Pointing entries for labeled objects:
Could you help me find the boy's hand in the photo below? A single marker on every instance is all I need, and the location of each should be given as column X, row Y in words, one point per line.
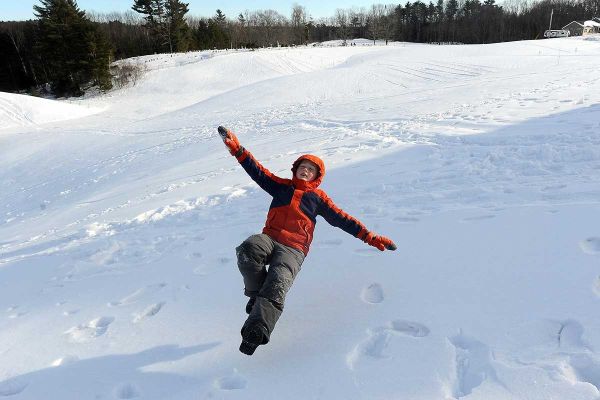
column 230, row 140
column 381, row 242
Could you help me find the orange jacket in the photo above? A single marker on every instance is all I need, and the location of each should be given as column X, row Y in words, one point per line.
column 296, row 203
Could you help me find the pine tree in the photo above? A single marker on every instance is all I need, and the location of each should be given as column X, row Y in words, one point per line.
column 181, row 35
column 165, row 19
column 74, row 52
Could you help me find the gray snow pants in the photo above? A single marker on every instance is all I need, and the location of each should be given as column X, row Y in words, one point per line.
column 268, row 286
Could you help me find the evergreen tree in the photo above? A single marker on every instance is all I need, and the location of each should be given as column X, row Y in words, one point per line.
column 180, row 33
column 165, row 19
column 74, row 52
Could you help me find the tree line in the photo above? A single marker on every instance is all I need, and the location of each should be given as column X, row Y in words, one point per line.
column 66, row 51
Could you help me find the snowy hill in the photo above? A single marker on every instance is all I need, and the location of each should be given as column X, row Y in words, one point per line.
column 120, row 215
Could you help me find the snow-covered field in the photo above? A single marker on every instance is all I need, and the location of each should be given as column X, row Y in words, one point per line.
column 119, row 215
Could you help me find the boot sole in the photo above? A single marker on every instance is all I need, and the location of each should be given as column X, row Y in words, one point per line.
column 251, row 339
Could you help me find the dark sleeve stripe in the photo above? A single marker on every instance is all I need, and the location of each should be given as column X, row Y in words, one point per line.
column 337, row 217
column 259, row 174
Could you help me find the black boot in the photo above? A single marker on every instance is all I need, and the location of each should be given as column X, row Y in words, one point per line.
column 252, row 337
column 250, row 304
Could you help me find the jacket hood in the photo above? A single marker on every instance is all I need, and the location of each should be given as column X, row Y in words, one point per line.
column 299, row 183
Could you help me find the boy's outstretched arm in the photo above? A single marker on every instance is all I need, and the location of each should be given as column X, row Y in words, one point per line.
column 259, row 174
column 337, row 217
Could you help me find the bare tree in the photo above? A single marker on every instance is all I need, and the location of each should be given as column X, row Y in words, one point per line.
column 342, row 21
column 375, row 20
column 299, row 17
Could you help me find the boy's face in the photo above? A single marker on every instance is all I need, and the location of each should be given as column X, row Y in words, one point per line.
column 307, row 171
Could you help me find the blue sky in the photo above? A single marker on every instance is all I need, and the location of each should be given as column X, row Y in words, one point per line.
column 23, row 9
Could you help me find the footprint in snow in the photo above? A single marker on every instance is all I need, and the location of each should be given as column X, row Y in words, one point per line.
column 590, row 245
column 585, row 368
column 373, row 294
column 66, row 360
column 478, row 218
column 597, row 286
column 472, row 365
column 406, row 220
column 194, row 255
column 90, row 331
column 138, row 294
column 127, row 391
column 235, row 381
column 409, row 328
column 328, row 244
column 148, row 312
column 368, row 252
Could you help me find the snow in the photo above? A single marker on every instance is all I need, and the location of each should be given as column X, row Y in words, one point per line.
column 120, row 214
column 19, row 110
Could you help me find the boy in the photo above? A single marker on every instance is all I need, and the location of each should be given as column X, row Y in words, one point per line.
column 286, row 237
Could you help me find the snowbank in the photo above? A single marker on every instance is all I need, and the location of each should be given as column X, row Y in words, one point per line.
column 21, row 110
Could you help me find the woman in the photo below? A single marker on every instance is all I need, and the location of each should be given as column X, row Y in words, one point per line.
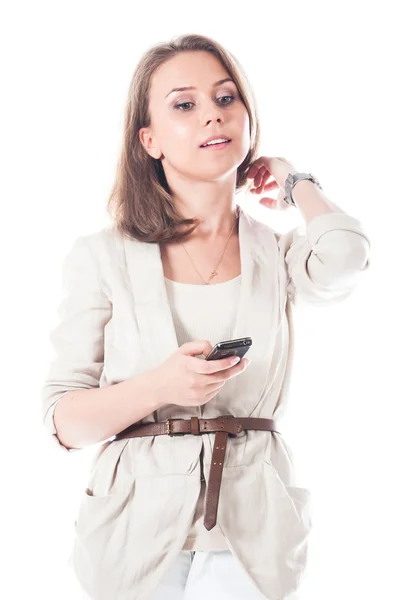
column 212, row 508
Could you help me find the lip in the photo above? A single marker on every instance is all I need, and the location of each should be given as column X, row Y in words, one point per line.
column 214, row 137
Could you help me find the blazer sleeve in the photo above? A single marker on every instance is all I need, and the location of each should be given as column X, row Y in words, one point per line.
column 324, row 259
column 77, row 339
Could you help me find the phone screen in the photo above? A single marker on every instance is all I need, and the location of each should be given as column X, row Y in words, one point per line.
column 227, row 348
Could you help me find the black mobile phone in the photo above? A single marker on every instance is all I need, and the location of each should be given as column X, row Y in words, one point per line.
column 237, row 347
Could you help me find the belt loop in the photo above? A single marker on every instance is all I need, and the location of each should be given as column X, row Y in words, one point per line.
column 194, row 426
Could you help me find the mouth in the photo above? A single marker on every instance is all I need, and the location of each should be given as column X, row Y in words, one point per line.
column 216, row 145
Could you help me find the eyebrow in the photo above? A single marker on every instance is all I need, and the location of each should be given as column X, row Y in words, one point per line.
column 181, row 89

STATED PROBLEM: Lay out all of the rows above as a JSON list of strings, with one string per line and no blank lines. Leave the pictures out.

RESPONSE BELOW:
[
  "Could you help me find the boy's hand in the photo below? A single marker on every instance is all I need, and the location of each should be given as column X, row Y in words, one point per line.",
  "column 230, row 140",
  "column 381, row 242",
  "Could you help me find the orange jacket in the photo above? A single marker on every instance is all I need, and the location of each should be given as column X, row Y in words, one point per line.",
  "column 296, row 203",
  "Could you help me find the pine tree in the photo above? A single marker on every instance is all I need, and the location of each should be given as column X, row Y in words, one point per line.",
  "column 181, row 35",
  "column 165, row 19",
  "column 74, row 52",
  "Could you help me find the gray snow pants in the photo above? A single marker on every instance is all I need, and the location of each should be given as column X, row Y in words, one point per line.",
  "column 268, row 286",
  "Could you help me find the evergreen tree in the photo above? A single marker on every instance is all I need, and the location of each should be given as column X, row Y in words, one point per line.",
  "column 180, row 33",
  "column 165, row 19",
  "column 74, row 52",
  "Could you help me find the tree line in the photo above? A single marker on every instance is all I need, and the location of each should be given as column X, row Y in words, one point per line.",
  "column 66, row 51",
  "Could you help me find the snowy hill in the photo above? A single marker on every instance is all I need, and the location of each should be given as column X, row Y in words, one point per line.",
  "column 120, row 215",
  "Could you help me find the snow-covered field in the photo above? A single marker on every instance is all I need, and the location of each should be given as column X, row Y in words, one point per line.",
  "column 119, row 215",
  "Could you help me find the boot sole in the photo above? A single marker on every instance is all I need, and the location of each should be given as column X, row Y in words, one point per line.",
  "column 251, row 339",
  "Could you help me find the dark sleeve stripe in the photo above? A single marker on every instance is all I need, and the location of each should be given as column X, row Y in words, one point per line.",
  "column 337, row 217",
  "column 259, row 174",
  "Could you help me find the black boot in the photo above? A single marker on every instance is all I need, and the location of each should be given as column X, row Y in words, one point per line.",
  "column 252, row 337",
  "column 250, row 304",
  "Could you help me find the jacket hood in the photo above? A single marker on every instance is all I need, and the location of each should be given as column X, row Y in words, one point per line.",
  "column 299, row 183",
  "Could you help me find the boy's outstretched arm in the photo above? A single marker on every instance is all I need, and the location of each should be given as column X, row Y in words, one point per line.",
  "column 259, row 174",
  "column 337, row 217",
  "Could you help me find the bare tree in the photo above? A single marker on every instance is all I need, and the location of each should be given as column X, row Y in words, one point per line.",
  "column 342, row 21",
  "column 375, row 20",
  "column 299, row 17",
  "Could you help me find the boy's face in the photo above? A single marker on every instance is all I need, and the location of each should be given as column X, row Y in words, one point per line.",
  "column 307, row 171",
  "Could you help me find the blue sky in the photo above? A single marker on every instance is all I need, and the location of each should be given as column X, row Y in words, one point per line.",
  "column 23, row 9",
  "Could you help me find the footprint in snow in the photo above? A single marker on every instance is all I need, and the location of each should be given as column X, row Y in words, one point per line.",
  "column 590, row 245",
  "column 585, row 368",
  "column 373, row 294",
  "column 66, row 360",
  "column 478, row 218",
  "column 597, row 286",
  "column 472, row 365",
  "column 406, row 220",
  "column 194, row 255",
  "column 90, row 331",
  "column 138, row 294",
  "column 127, row 391",
  "column 235, row 381",
  "column 409, row 328",
  "column 328, row 244",
  "column 148, row 312",
  "column 368, row 252",
  "Could you help me find the snow in the photo above? A single marker on every instance is all I need, and the location of each should be given as column X, row Y in words, one point per line.",
  "column 120, row 214",
  "column 19, row 110",
  "Could you help me find the boy in the photo above? A single marker on every instance is all I need, and the location of each should be given as column X, row Y in words, one point per line.",
  "column 286, row 237",
  "Could you help me find the snowbank in the photo above? A single marker on every instance is all I need, and the location of each should be given as column X, row Y in words, one point per line.",
  "column 21, row 110",
  "Could you help me find the woman in the photo below? A single marker on every instance is all I need, and the location of each should be given as column X, row Y in words, one point per line.",
  "column 212, row 508",
  "Could you help me find the lip in the photo above? A single marker on every instance is all I need, and the location of each should be given as column X, row Y in words, one point per line.",
  "column 214, row 137",
  "Could you help me find the blazer sleeve in the photo above? A single marker on every instance is all I need, and the location of each should be given as column X, row Y in words, one point per line.",
  "column 324, row 259",
  "column 77, row 339",
  "Could you help me find the phone screen in the photo above? A single marker on every instance is all I need, and the location of each should be given as column X, row Y in words, one point per line.",
  "column 227, row 348",
  "Could you help me find the black mobile phone in the photo above? A single marker on every instance is all I need, and the location of each should be given as column X, row Y in words, one point per line.",
  "column 237, row 347",
  "Could you help me find the belt loop in the photo above? A single marker on every instance is all I need, and the location of each should be given as column X, row Y in words, one point per line.",
  "column 194, row 426",
  "Could you help me find the mouth in the photo above? A single marker on every instance is all I need, and the location of each should be given as column X, row Y in words, one point per line.",
  "column 216, row 145",
  "Could you help me find the eyebrow in the photo above? A single marker on every instance is all I need, and the location of each should be given as column X, row Y in words, one point per line.",
  "column 181, row 89"
]